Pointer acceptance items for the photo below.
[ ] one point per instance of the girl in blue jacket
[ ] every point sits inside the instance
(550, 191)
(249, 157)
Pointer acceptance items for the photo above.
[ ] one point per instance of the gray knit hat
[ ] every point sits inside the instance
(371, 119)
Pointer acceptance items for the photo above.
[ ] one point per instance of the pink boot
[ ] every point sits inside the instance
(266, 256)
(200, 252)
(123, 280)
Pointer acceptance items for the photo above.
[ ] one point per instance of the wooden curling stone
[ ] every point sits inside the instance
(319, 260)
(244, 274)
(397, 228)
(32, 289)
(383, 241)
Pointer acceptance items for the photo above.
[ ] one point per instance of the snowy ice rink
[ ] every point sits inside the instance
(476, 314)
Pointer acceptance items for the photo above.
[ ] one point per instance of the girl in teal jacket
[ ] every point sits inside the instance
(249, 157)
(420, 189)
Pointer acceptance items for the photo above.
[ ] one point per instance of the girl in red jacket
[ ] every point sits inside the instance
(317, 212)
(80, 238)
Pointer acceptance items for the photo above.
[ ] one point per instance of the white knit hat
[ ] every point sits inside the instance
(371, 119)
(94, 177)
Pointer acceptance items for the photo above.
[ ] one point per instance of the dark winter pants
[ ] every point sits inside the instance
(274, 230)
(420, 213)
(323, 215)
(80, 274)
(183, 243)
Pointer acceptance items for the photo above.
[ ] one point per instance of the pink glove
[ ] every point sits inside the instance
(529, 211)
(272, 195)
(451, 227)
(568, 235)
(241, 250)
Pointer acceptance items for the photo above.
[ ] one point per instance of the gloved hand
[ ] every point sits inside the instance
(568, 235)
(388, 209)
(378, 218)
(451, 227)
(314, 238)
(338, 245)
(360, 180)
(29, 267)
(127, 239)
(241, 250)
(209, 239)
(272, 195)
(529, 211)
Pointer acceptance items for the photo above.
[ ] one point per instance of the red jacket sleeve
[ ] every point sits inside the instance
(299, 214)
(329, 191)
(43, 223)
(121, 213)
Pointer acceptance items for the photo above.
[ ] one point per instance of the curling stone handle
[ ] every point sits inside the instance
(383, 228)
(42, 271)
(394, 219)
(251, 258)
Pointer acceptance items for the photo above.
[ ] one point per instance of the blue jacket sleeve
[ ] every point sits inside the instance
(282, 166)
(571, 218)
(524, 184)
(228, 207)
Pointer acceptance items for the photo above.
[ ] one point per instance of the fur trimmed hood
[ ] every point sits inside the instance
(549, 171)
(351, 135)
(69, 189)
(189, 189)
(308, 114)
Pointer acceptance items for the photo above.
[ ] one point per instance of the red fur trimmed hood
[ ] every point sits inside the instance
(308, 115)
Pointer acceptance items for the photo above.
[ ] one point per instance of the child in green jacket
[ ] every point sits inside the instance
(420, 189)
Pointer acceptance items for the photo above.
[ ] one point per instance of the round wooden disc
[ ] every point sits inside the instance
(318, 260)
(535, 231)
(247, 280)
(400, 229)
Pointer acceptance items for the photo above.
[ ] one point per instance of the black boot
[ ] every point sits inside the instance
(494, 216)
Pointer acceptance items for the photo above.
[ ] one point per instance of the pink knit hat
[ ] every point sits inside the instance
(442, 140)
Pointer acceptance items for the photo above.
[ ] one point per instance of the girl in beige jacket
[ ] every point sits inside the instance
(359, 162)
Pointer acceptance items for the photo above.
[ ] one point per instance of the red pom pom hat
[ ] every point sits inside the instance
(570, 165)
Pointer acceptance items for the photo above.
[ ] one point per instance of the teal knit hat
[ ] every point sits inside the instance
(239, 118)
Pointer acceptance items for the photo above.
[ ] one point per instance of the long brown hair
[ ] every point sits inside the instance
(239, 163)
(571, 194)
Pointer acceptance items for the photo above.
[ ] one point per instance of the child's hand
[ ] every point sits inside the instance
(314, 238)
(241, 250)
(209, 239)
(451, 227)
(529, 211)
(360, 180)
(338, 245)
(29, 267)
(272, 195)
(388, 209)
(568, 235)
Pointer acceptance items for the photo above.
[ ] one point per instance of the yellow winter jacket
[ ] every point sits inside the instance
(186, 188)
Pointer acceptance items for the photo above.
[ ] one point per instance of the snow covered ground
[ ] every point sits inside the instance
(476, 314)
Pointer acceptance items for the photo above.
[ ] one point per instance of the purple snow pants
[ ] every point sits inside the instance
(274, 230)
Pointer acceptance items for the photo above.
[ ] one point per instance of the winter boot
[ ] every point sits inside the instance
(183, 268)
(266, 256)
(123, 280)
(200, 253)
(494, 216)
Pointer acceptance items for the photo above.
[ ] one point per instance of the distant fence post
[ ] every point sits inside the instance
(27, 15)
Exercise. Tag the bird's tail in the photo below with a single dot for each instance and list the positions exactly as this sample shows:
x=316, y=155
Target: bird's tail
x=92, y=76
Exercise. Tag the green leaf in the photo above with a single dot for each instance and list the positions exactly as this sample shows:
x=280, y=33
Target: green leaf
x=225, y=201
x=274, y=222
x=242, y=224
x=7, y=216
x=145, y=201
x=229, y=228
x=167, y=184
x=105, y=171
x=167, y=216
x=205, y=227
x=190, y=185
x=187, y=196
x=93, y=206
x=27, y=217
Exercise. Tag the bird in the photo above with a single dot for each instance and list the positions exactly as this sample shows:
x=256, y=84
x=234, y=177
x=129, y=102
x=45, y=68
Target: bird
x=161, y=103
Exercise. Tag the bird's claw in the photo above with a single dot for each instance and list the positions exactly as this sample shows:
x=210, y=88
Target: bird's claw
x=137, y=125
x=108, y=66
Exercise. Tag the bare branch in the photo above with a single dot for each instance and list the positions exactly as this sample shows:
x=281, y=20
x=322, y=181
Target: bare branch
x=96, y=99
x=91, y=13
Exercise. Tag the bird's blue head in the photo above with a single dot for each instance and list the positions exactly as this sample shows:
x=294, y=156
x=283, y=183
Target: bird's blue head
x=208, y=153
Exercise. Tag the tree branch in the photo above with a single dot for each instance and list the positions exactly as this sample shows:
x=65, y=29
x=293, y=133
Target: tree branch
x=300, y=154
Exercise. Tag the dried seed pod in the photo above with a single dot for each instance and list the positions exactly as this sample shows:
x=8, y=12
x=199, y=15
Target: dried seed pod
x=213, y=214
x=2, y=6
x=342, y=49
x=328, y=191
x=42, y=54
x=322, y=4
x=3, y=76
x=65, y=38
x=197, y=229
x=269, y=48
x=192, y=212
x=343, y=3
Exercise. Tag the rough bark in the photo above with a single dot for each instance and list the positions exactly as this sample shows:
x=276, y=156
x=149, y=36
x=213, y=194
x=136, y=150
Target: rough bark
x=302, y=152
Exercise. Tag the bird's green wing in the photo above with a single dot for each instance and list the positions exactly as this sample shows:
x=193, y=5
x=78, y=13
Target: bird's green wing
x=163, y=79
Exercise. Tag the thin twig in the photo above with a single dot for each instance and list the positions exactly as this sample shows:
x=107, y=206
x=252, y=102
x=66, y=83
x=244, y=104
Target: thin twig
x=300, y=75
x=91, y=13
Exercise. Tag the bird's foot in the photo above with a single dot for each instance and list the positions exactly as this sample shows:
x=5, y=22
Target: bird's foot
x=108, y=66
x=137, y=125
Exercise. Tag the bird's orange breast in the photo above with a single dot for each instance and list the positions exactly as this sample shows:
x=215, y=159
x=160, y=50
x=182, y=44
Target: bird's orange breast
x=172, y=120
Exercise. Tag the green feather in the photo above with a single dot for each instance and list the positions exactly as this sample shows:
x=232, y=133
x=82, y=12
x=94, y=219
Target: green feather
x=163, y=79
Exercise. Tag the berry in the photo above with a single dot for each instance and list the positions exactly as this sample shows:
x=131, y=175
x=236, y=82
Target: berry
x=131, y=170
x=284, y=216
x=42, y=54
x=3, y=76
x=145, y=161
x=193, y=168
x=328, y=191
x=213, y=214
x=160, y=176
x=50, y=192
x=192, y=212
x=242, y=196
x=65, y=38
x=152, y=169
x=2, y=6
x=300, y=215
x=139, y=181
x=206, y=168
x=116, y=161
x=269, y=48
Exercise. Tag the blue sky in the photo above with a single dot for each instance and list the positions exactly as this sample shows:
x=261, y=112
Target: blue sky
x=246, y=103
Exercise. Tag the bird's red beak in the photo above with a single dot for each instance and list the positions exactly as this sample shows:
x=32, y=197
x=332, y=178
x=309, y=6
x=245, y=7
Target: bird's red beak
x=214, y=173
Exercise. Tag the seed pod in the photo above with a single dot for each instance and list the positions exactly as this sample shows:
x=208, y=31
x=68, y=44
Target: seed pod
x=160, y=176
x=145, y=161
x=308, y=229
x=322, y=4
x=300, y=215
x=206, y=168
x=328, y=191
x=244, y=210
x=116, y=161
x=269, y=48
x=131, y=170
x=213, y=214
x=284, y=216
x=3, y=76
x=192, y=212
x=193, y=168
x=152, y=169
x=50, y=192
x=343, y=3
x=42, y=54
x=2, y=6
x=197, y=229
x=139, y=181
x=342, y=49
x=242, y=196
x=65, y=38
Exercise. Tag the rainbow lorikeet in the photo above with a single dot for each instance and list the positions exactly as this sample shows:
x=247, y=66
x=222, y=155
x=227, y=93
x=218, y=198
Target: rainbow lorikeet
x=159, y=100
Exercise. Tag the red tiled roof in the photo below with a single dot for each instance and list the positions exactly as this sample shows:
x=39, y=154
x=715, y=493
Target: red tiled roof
________
Objective | Repeat the line containing "Exercise. Tag the berry" and all subsequent lines through the final line of the data, exactly and with no others.

Exercise output |
Exercise. Tag the berry in the photo above with a single dot for each instance and list the positions exactly as this sample shows:
x=131, y=175
x=236, y=82
Target: berry
x=131, y=170
x=284, y=216
x=42, y=54
x=3, y=76
x=145, y=161
x=193, y=168
x=328, y=191
x=213, y=214
x=160, y=176
x=50, y=192
x=192, y=212
x=242, y=196
x=65, y=38
x=152, y=169
x=2, y=6
x=300, y=215
x=139, y=181
x=206, y=168
x=116, y=161
x=269, y=48
Exercise. Tag the blue sky in the photo above with a single dot for each instance and list the positions exactly as this sample shows:
x=261, y=112
Target: blue sky
x=246, y=103
Exercise. Tag the bird's red beak in the photo above with a single dot for each instance and list the positions exactly as this sample shows:
x=32, y=197
x=332, y=178
x=309, y=6
x=245, y=7
Target: bird's red beak
x=214, y=173
Exercise. Tag the seed pod in the photo above with a single dot for each instance and list the positions exactly as this sample shows:
x=208, y=31
x=68, y=44
Target: seed pod
x=160, y=176
x=145, y=161
x=308, y=229
x=322, y=4
x=300, y=215
x=206, y=168
x=328, y=191
x=244, y=210
x=116, y=161
x=269, y=48
x=131, y=170
x=213, y=214
x=284, y=216
x=3, y=76
x=192, y=212
x=193, y=168
x=152, y=169
x=50, y=192
x=343, y=3
x=42, y=54
x=2, y=6
x=197, y=229
x=139, y=181
x=342, y=49
x=242, y=196
x=65, y=38
Exercise. Tag the rainbow lorikeet in the photo above with a single dot for each instance and list the positions exactly as this sample shows:
x=247, y=66
x=222, y=155
x=227, y=93
x=218, y=198
Target: rainbow lorikeet
x=159, y=100
Exercise. Tag the red tiled roof in the photo below with a single dot for each instance and list the positions exactly as this sample shows:
x=39, y=154
x=715, y=493
Target: red tiled roof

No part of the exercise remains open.